■ **What is expected**
From the line holding "Where can the rock face" through the line holding "Where can the bread" below, write out every line exactly; include both of those lines and drop the pictures.

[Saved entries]
......
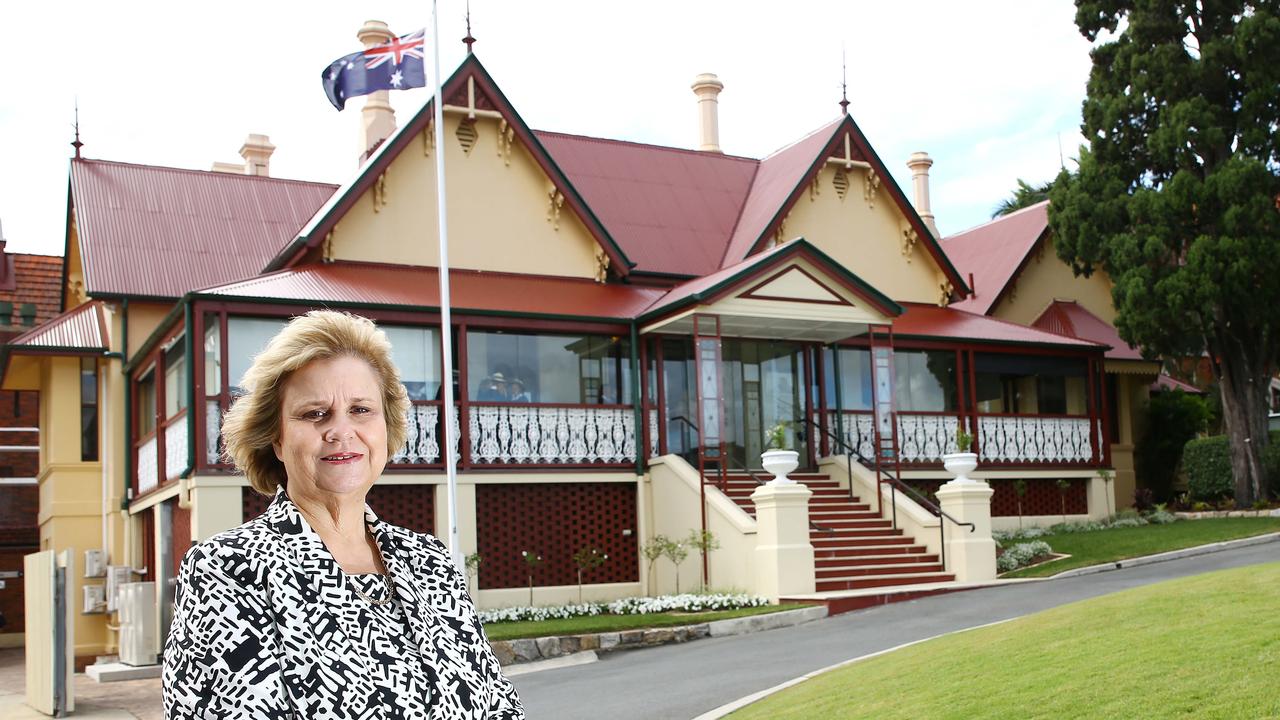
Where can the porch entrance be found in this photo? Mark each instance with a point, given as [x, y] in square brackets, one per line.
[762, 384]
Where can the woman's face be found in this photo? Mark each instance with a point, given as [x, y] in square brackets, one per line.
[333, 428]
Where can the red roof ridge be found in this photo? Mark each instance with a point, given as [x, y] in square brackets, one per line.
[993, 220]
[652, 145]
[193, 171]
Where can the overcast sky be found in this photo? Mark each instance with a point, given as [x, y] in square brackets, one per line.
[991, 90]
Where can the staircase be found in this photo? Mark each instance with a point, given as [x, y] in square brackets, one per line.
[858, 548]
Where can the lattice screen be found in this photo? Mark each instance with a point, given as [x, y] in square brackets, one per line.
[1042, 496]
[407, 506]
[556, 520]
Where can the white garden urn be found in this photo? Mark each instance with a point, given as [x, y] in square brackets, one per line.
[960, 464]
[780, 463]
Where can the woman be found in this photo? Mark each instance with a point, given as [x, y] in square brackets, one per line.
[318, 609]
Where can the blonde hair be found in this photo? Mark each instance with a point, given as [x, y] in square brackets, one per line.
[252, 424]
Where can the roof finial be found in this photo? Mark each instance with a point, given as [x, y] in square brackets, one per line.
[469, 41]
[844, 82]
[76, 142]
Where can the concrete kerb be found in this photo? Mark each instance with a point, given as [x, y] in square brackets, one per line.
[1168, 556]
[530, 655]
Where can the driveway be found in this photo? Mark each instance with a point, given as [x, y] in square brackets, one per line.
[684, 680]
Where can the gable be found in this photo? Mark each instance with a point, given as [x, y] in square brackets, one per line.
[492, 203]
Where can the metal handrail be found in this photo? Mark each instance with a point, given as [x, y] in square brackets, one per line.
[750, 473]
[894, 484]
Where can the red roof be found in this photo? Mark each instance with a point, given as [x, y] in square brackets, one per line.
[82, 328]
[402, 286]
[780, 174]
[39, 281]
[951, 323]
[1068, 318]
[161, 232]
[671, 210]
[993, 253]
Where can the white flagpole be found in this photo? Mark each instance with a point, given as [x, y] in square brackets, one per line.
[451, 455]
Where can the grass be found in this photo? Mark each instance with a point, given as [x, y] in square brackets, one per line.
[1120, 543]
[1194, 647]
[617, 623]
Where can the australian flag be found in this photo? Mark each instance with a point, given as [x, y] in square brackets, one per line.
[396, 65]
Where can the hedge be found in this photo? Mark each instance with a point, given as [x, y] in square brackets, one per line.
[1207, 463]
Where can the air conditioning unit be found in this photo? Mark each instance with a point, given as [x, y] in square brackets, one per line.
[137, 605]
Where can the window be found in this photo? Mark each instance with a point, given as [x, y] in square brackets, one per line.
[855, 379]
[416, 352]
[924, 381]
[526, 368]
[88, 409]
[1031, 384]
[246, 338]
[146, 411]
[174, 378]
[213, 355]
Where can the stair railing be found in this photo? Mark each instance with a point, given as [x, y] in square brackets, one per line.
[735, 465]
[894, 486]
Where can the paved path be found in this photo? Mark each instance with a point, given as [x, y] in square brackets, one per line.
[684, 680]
......
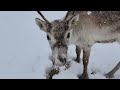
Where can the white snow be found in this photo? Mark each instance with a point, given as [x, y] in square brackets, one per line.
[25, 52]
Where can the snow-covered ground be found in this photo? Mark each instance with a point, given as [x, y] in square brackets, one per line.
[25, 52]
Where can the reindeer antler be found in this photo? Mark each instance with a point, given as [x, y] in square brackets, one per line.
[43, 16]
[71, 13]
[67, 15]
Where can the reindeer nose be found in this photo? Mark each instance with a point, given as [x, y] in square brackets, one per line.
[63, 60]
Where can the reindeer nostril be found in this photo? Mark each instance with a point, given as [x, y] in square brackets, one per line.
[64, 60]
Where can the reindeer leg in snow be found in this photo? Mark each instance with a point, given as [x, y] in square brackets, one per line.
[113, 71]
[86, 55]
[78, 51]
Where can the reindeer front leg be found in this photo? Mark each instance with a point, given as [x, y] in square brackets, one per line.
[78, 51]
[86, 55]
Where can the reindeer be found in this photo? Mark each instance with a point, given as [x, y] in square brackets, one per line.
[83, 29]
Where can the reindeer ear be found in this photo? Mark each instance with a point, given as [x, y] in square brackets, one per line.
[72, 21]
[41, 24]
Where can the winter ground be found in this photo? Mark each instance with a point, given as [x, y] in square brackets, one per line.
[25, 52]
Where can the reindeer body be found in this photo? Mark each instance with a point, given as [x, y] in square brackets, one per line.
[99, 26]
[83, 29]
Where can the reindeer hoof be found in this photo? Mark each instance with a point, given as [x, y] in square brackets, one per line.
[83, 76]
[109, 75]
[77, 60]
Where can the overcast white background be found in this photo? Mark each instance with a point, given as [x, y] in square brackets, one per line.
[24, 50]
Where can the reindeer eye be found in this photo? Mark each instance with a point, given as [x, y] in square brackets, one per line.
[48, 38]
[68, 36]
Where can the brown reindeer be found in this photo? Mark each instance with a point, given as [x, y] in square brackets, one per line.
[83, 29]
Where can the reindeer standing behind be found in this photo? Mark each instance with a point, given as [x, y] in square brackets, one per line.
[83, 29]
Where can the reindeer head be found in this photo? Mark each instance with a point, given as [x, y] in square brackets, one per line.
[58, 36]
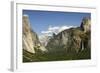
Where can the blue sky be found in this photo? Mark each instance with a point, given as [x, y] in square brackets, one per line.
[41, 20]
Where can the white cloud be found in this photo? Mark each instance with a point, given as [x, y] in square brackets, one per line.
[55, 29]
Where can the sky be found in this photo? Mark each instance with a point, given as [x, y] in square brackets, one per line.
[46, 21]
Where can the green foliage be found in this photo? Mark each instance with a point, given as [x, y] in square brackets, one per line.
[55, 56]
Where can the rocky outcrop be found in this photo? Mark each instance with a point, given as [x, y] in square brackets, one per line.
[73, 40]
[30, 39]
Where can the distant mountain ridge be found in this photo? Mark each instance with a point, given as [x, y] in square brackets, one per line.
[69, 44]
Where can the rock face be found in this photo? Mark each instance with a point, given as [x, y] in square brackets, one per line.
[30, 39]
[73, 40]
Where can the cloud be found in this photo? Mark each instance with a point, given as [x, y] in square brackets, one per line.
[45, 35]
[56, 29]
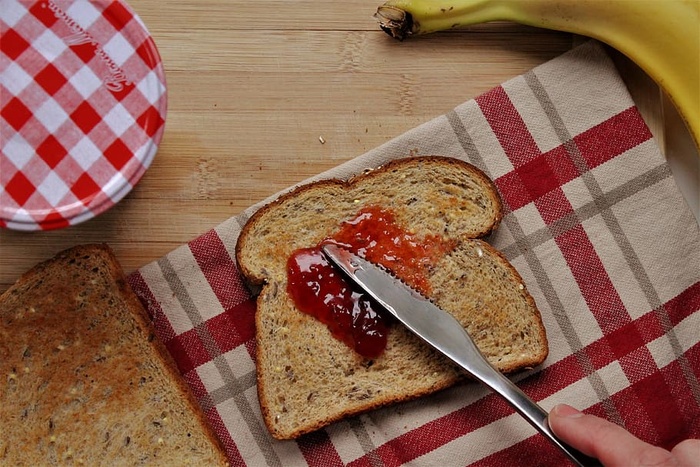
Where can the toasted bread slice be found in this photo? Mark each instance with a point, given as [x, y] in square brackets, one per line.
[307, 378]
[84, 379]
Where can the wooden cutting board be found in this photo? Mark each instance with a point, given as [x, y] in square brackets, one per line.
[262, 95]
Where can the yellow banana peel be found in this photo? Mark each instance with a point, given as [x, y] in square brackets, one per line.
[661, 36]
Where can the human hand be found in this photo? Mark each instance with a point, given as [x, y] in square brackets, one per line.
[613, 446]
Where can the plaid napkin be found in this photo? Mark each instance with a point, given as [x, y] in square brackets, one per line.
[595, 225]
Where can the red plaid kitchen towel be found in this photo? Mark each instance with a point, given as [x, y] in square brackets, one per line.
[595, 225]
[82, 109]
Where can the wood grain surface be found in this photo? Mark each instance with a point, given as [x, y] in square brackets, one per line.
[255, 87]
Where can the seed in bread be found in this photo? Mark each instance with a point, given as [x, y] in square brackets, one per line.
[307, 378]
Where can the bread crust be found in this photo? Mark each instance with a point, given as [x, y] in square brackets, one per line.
......
■ **Written response**
Where can the rock face be found in this photo? Mark each instance with a point, given as [x, y] in square brackets, one per line.
[30, 39]
[73, 40]
Where can the cloud be found in this photo? Mark each instance with a point, given as [x, y] in square brackets, one per line.
[45, 35]
[56, 29]
Where can the toasted bread slice be found in this photo? Mark each instance with a point, given as [x, y] in square brackets, one per line.
[307, 378]
[84, 379]
Where can the wooden cutting board be found in this photo? Mark each instance with a point, given as [x, y] in square brackets, one per line.
[262, 95]
Where can the yellow banana peel be found in this photo? Mark each instance with a point, given as [x, y] in square brackets, one per line.
[661, 36]
Where can the human hand be found in this photo? Mark each instance with a point, given as [x, y] in square brackets, one per line.
[613, 446]
Where can the plaid napkin be found in this photo? Mark each instance with a point, given as [x, y] in square brackets, one per line.
[595, 225]
Where can the red plaid kitchen towel be found in this photo? Mark each instance with a point, given as [x, y] in square brackets, one per line.
[595, 225]
[82, 109]
Where can the wood grain surface be found in this photo? Mark each instance with a point, given as [x, y] in square brackets, one per line.
[255, 87]
Where can the seed in bread be found in this photo? Mark each instance with a point, given as [x, y] in square brackets, one per line.
[307, 378]
Where can the bread crust be found in this photo? Mark each instance with a point, given as [x, y] in square brackets, one per line.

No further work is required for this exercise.